Exercises to complete:
(a) In the Marshall Meyer obituary, in what year did Meyer take up the pulpit at Congregation B’nai Jeshurun?
(b) Transcribe the passage of the Marshall Meyer obituary that begins with the words containing "The 63-year-old rabbi" and ends with "20s and 30s.".
(c) List every college, university, or seminary that the Marshall Meyer obituary connects with Meyer's education or ordination.

Page excerpt:

+ + + + +

Marshall Meyer, a charismatic Conservative rabbi who invigorated Jewish religious life and championed human rights causes in both Buenos Aires and New York, died Wednesday at New York Hospital.
The 63-year-old rabbi suffered from liver cancer and had recently undergone surgery in an unsuccessful attempt to stem the illness.
Meyer, a man with a fiery oratorical style who involved himself in progressive and sometimes controversial causes, energized Jewish religious life and human rights activities in the Argentine capital, where he served for 25 years, and then at Congregation B’nai Jeshurun on Manhattan’s Upper West Side.
He transformed the old New York synagogue from a moribund congregation mainly attracting older area residents to an “in” spot that continues to draw hundreds of Sabbath worshipers each Friday evening, many in their 20s and 30s.
Hella Moritz, an active member of the congregation, recalled going there shortly after he took up the pulpit in 1985. “There were about 40 old people in a dark synagogue,” she said. “He made it into a place full of life and aspirations.”
Meyer, a native of Brooklyn, was raised in Norwich, Conn. He attended Dartmouth College, Columbia University and Hebrew University in Jerusalem, and received his rabbinical ordination in 1958 from the Jewish Theological Seminary.

+ + + + +

Data under study:
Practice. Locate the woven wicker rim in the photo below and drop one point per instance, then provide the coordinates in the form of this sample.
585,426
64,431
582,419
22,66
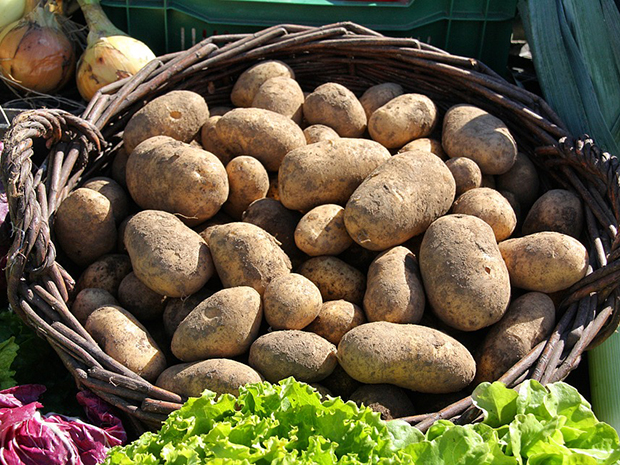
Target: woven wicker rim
76,148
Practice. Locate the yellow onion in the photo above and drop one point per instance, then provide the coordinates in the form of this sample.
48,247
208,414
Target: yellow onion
35,53
110,54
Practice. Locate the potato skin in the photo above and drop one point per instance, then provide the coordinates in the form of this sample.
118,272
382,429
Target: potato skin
410,356
471,132
394,290
465,279
280,354
528,321
126,340
547,261
399,200
166,255
327,171
220,375
223,325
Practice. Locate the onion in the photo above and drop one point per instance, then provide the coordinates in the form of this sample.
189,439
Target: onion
110,54
35,53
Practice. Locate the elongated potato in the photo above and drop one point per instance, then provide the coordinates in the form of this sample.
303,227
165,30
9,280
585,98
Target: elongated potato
399,200
410,356
327,172
465,279
546,261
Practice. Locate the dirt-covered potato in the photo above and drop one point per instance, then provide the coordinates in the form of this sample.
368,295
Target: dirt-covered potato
259,133
223,325
291,301
410,356
491,207
327,171
334,105
471,132
402,119
303,355
283,95
378,95
556,210
165,174
394,290
247,255
335,279
321,231
247,84
465,279
399,200
335,319
178,114
125,339
166,255
528,321
220,375
546,261
84,226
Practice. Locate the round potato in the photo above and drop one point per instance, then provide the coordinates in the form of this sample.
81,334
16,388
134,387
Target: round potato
465,279
220,375
410,356
280,354
223,325
334,105
394,290
166,255
178,114
321,231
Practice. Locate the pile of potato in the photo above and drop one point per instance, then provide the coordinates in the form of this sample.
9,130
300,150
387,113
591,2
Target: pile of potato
370,245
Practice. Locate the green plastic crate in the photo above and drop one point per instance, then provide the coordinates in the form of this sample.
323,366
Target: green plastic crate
474,28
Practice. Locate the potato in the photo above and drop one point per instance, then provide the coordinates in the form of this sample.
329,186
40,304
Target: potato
321,231
402,119
291,301
140,300
409,356
465,279
223,325
165,174
125,339
319,132
378,95
106,273
335,319
528,321
248,83
178,114
280,354
283,95
327,172
335,279
90,299
471,132
547,261
84,226
336,106
248,181
556,210
262,134
220,375
399,200
166,255
246,255
491,207
394,290
466,173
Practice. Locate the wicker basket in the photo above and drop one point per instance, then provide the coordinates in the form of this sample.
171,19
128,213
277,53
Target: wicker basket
49,152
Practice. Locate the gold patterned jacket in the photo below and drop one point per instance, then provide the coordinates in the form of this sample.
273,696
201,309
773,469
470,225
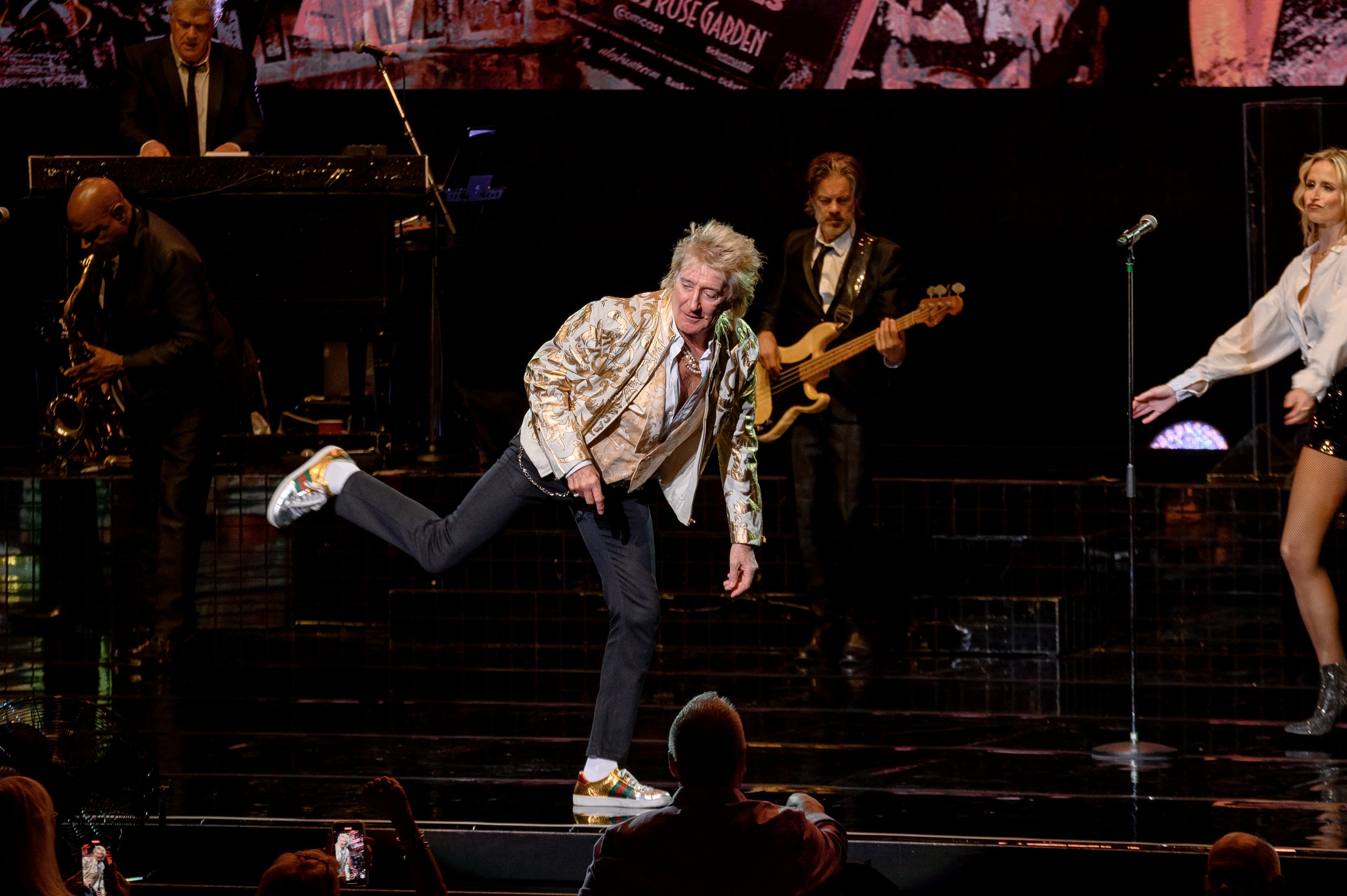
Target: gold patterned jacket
580,383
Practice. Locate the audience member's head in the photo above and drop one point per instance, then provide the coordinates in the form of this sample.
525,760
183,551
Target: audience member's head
706,743
27,840
306,873
1244,864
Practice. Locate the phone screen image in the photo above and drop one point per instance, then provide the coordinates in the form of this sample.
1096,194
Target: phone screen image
349,848
93,863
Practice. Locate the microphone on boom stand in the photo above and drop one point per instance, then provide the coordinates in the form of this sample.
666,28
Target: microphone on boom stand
1141,228
368,49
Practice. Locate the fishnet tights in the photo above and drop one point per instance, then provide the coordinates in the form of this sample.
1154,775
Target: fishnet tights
1316,494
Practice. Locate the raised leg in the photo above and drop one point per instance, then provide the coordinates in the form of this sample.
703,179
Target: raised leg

+ + + + +

Solutions per task:
(a) 1985

(b)
The 63-year-old rabbi suffered from liver cancer and had recently undergone surgery in an unsuccessful attempt to stem the illness.
Meyer, a man with a fiery oratorical style who involved himself in progressive and sometimes controversial causes, energized Jewish religious life and human rights activities in the Argentine capital, where he served for 25 years, and then at Congregation B’nai Jeshurun on Manhattan’s Upper West Side.
He transformed the old New York synagogue from a moribund congregation mainly attracting older area residents to an “in” spot that continues to draw hundreds of Sabbath worshipers each Friday evening, many in their 20s and 30s.

(c) Dartmouth College, Columbia University, Hebrew University in Jerusalem, Jewish Theological Seminary